> **SUPPLIED TEXT**

↓↓↓

Based on the abovementioned issues and concerns, we, representatives of peasant and fisherfolk organisations, members of the Via Campesina-the international peasant movement, members of the World Forum of Fisher Peoples (WFFP), and concerned NGOs, including local and international ones, meeting in Medan, North Sumatra, Indonesia during 17-19 February 2005 at the Regional Conference on Rebuilding Peasants’ and Fisherfolk’s Livelihoods After the Earthquake and Tsunami Catastrophes do hereby demand the following:
1. Rehabilitation and reconstruction efforts in the affected areas should be undertaken only after ensuring that the sovereignty and future livelihood prospects of the victims and their organizations are guaranteed. Since most of the victims come from the small-scale/traditional fishing and peasant communities, such efforts should also guarantee their rights to land tenure and access to coastal resources, including the use of the shore area for beach-based livelihood activities.
2. To ensure social justice for the tsunami victims, their rights to fertile and productive land and coastal areas must be recognised and legally guaranteed, so that they can utilise these resources productively for their food, housing and other livelihood needs in order to emerge from a life of poverty and deprivation to a superior standard of living. For this to happen, pro-people agrarian reforms in the affected regions must be implemented, and control of land and coastal resources in the post-tsunami scenario should lie with the victims and people affected by the tsunami, in particular peasants and coastal fishing communities, and not in the hands of corporate or other outside interests.
3. Rehabilitation and reconstruction efforts should always uphold the principle of food sovereignty, ensuring the delivery of safe and healthy food, free of Goo’s, produced locally rather than imported, and matching local cultural and social tastes and preferences.
4. We summarily reject “relocation” programmes meant for the tsunami victims since these are designed merely to evict the victims from their traditional lands and resources, and free them up for use by the tourism and housing/real estate and other industries, further marginalising the affected communities, while ensuring profits for a selected few. We emphasize that the issues of safety and livelihood needs of beach-based fishing communities are organically linked.
5. Rehabilitation and reconstruction activities in the affected coastal areas should give utmost priority to traditional, artisanal, small-scale communities relying on beach-based fishing activities, and not to large-scale mechanised fishing vessels or industrial aquaculture farms.
6. We reject aid for the affected coastal fishing communities that comes in the guise of discarded fishing vessels from the developed Northern countries and are not locally appropriate or designed to suit the needs of beach-based labour-intensive fishing practised by most coastal fishing communities in the affected regions, in contrast to the harbour-based fishing prevalent in the donor countries, supposedly designed for the safety of fishing communities. By utilising local resources and services in the reconstruction of fishing craft and gear, not only will the affected communities regain lost means of livelihood but such efforts will also spur local ancillary economic activities that will benefit the larger populations in the affected regions. The tsunami tragedy should not be used by the Northern countries to subsidise the overcapacity of their large-scale fisheries and the relocation of fishing craft to the affected regions in a kind of “quick fix” solution.

↑↑↑

> **GOAL 1**
Print the portion of the post-tsunami declaration from "3. Rehabilitation and" up to and including "tastes and preferences.".
The post-tsunami declaration and the listing are unrelated, separate material.

> **EXTRACTED MATERIAL**

↓↓↓

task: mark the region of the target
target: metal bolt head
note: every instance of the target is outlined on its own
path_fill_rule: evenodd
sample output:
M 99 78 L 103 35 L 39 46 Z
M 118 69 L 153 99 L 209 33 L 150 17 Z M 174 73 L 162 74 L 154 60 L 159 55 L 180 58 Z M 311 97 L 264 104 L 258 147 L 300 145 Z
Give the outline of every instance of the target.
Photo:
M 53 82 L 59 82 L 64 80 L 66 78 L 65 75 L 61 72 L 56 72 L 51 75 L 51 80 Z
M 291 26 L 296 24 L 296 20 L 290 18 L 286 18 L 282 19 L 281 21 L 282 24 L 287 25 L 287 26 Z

↑↑↑

> **GOAL 2**
Collect all lines of the listing that contain the string "every", treating case as significant.

> **REPLY 1**
3. Rehabilitation and reconstruction efforts should always uphold the principle of food sovereignty, ensuring the delivery of safe and healthy food, free of Goo’s, produced locally rather than imported, and matching local cultural and social tastes and preferences.

> **REPLY 2**
note: every instance of the target is outlined on its own
Give the outline of every instance of the target.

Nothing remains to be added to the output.